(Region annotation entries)
□ □ □ □ □ □ □
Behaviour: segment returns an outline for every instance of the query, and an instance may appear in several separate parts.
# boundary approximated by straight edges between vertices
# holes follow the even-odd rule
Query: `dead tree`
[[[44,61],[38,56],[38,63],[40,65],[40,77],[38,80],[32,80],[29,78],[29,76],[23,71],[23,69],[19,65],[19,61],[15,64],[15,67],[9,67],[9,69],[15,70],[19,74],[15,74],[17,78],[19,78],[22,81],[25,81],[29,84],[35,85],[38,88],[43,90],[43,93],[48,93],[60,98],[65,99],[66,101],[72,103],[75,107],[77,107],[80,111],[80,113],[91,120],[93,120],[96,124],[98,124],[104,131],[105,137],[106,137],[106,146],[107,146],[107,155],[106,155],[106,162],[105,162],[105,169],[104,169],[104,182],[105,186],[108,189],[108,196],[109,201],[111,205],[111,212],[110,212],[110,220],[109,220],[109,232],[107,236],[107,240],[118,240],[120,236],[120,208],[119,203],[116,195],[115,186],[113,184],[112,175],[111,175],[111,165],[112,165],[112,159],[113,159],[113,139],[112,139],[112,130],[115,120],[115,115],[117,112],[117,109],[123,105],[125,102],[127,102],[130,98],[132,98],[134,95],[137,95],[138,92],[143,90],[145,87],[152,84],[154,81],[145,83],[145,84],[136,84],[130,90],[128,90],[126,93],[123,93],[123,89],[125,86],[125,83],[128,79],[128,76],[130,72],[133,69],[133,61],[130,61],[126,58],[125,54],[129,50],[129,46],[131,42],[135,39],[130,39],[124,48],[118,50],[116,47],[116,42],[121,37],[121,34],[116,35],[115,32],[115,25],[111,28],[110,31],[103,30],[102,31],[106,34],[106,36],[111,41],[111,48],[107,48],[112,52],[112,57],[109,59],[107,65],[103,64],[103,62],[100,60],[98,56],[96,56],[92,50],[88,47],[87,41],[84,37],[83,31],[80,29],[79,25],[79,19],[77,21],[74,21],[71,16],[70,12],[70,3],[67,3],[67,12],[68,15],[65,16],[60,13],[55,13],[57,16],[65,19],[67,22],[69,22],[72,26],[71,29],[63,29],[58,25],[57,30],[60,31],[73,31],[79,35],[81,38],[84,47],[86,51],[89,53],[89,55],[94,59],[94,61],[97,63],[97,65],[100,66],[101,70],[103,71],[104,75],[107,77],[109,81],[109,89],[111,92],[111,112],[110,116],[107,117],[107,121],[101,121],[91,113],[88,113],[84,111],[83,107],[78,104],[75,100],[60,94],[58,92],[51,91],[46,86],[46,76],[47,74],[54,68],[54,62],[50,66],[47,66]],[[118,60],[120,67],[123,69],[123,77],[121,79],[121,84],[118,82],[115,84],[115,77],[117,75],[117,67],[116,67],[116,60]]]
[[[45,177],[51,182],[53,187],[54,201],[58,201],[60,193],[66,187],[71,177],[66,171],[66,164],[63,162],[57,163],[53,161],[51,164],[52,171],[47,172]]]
□ □ □ □ □ □ □
● **PROBLEM TO WORK ON**
Report each line above that contains the word "separate", copying every such line in full, and treat case as significant.

● **CORRECT RESULT**
Behaviour: segment returns an outline for every instance of the query, and an instance may appear in several separate parts.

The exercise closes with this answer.